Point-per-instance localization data
--------------------------------------------------

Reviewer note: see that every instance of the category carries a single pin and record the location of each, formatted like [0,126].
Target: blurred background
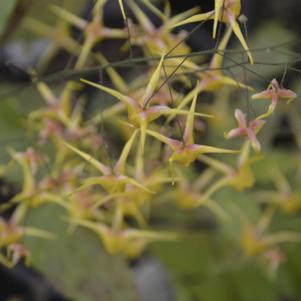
[184,270]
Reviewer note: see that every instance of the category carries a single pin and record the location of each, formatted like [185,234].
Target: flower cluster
[161,131]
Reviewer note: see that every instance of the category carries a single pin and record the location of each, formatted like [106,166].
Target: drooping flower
[130,242]
[111,179]
[186,151]
[225,11]
[246,130]
[274,93]
[140,112]
[94,30]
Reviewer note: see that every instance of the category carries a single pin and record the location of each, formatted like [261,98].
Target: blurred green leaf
[75,263]
[6,9]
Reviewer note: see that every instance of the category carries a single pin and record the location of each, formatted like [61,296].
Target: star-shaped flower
[246,130]
[274,93]
[225,11]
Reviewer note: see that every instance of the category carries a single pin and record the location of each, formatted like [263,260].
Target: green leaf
[6,9]
[75,263]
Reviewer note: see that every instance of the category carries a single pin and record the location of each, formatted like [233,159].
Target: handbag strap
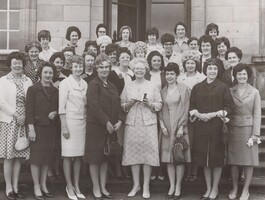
[18,132]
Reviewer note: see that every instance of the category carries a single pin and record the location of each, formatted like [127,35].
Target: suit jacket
[39,104]
[247,109]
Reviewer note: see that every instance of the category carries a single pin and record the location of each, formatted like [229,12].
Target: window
[9,26]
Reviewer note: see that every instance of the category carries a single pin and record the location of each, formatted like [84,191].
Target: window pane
[3,17]
[14,20]
[168,13]
[3,36]
[3,5]
[14,4]
[14,40]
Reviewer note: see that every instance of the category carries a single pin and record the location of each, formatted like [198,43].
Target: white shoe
[80,196]
[146,195]
[72,197]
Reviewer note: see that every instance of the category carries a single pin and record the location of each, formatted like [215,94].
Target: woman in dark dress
[41,113]
[104,118]
[210,101]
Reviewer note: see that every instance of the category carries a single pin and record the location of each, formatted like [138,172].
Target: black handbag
[225,132]
[180,145]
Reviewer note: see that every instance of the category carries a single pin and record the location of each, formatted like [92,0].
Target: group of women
[141,97]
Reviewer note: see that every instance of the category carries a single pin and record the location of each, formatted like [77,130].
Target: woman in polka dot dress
[13,88]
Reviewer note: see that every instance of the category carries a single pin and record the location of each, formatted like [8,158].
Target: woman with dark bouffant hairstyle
[212,30]
[244,128]
[41,116]
[152,35]
[180,44]
[101,30]
[125,36]
[73,34]
[33,61]
[222,44]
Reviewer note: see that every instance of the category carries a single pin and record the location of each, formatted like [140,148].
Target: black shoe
[19,194]
[11,195]
[109,196]
[40,197]
[48,194]
[176,197]
[97,198]
[170,196]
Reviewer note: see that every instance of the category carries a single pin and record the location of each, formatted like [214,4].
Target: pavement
[120,188]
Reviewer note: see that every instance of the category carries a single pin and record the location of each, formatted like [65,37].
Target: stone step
[261,154]
[124,185]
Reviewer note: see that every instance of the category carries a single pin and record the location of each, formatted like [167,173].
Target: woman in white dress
[141,100]
[72,111]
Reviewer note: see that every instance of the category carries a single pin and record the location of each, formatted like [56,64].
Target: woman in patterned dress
[141,100]
[174,124]
[32,62]
[13,89]
[41,117]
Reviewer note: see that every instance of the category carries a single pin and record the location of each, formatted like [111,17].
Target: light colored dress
[244,123]
[191,81]
[9,130]
[174,116]
[140,135]
[72,103]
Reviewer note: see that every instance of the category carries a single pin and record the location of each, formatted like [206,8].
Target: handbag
[22,142]
[180,145]
[225,133]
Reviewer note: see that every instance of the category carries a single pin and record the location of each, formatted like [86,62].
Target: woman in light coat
[72,111]
[244,126]
[173,121]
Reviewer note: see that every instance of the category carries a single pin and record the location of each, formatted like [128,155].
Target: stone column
[28,21]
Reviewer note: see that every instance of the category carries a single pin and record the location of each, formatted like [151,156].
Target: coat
[208,148]
[180,121]
[39,105]
[245,122]
[103,105]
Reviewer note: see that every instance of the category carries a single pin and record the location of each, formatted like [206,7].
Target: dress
[9,131]
[140,134]
[72,103]
[208,148]
[173,116]
[245,122]
[40,102]
[103,105]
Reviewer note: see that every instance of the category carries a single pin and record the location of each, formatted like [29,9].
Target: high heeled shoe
[108,196]
[133,193]
[231,196]
[245,197]
[80,196]
[146,195]
[72,197]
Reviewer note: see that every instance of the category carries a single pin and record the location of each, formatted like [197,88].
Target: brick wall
[239,20]
[57,16]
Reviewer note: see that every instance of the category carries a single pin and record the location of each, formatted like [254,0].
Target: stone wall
[57,16]
[239,20]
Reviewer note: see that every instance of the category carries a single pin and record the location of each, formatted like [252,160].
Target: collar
[129,72]
[247,92]
[10,77]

--------------------------------------------------

[Problem]:
Output must match the lines from the start of the records above through the line that contains "formatted like [106,166].", exactly and with every picture removed.

[Answer for this exercise]:
Reviewer note: see that every instance of the category carries a single pin and record the location of each, formatted like [0,126].
Target: blurred background
[184,270]
Reviewer note: see that every instance of the category carries a single pin and record the location of each, formatted like [185,234].
Target: flower cluster
[161,131]
Reviewer note: see that every instance of the category carries a single pin and record the location of each, formatted like [106,166].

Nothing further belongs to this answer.